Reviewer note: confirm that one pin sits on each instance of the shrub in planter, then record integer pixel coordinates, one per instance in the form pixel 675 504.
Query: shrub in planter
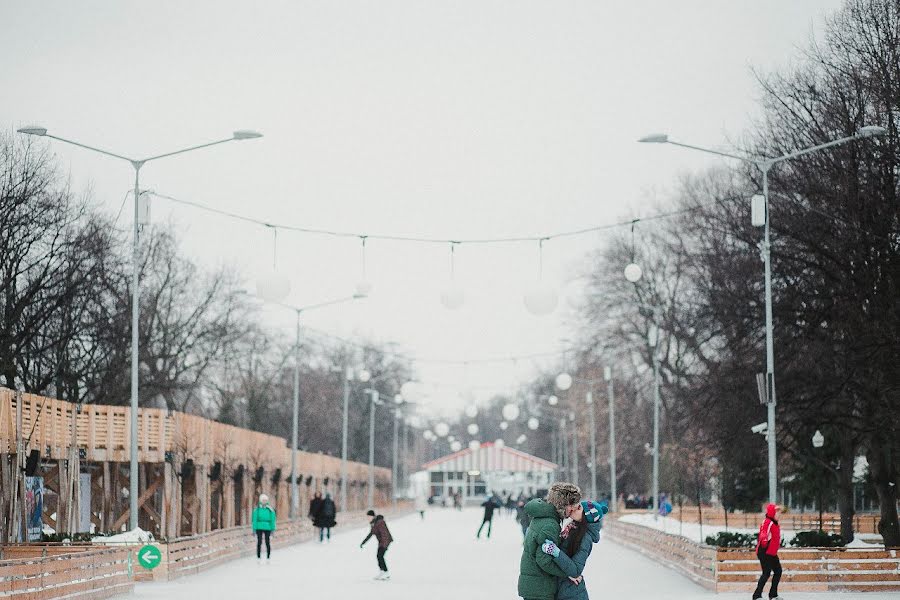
pixel 817 539
pixel 731 539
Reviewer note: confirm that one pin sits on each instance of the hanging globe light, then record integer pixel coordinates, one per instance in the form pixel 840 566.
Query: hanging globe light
pixel 453 297
pixel 510 412
pixel 273 287
pixel 633 272
pixel 541 300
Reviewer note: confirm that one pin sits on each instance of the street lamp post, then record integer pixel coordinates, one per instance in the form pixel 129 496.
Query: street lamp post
pixel 765 164
pixel 135 282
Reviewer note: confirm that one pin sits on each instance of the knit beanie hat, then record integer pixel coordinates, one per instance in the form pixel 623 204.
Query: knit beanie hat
pixel 562 495
pixel 593 511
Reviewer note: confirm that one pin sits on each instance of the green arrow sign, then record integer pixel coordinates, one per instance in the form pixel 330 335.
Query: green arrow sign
pixel 149 557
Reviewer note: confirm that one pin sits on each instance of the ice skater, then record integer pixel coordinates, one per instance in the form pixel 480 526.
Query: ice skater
pixel 577 540
pixel 324 518
pixel 378 528
pixel 263 526
pixel 538 572
pixel 767 545
pixel 489 507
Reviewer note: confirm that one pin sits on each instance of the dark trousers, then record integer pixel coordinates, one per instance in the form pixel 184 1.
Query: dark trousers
pixel 488 521
pixel 259 537
pixel 770 565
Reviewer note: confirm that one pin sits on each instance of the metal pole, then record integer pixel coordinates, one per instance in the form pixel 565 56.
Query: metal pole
pixel 590 401
pixel 654 504
pixel 344 376
pixel 295 496
pixel 613 500
pixel 135 315
pixel 770 343
pixel 394 463
pixel 374 399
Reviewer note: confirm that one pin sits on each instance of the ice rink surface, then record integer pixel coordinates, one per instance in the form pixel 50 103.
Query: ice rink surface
pixel 435 559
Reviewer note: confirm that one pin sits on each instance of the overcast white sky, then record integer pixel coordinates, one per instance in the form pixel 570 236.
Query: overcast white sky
pixel 426 118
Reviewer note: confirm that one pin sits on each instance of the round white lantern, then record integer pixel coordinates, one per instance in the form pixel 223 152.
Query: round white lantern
pixel 541 300
pixel 633 273
pixel 510 412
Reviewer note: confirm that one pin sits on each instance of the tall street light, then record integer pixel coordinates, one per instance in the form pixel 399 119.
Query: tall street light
pixel 295 495
pixel 765 164
pixel 136 164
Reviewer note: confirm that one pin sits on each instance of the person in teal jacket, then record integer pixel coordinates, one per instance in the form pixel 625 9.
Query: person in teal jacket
pixel 538 572
pixel 577 541
pixel 263 525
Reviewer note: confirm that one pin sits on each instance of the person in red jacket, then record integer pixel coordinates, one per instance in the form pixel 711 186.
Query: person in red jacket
pixel 767 545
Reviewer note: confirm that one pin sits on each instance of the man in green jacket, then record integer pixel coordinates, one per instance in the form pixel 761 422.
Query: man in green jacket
pixel 537 570
pixel 263 525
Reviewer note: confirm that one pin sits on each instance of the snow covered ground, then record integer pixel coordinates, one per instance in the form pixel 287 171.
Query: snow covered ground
pixel 435 559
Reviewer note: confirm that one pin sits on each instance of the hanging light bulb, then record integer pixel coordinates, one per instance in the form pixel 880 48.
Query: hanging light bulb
pixel 453 296
pixel 541 299
pixel 271 285
pixel 364 287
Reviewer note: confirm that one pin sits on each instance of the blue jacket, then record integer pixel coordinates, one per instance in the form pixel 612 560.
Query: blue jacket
pixel 574 566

******************************

Your answer should consist of the lines from the line with "pixel 330 335." to the line with "pixel 480 526." above, repeated exactly, both ends included.

Task solution
Reviewer note: confirm that one pin sits on each instance of the green arrow sign, then record integer pixel coordinates, one per instance in the form pixel 330 335.
Query: green arrow sign
pixel 149 557
Reviewer note: confirm that one pin sits on each instance of the ice skater, then record integer pixel coordinates, one per instance in the form pixel 480 526.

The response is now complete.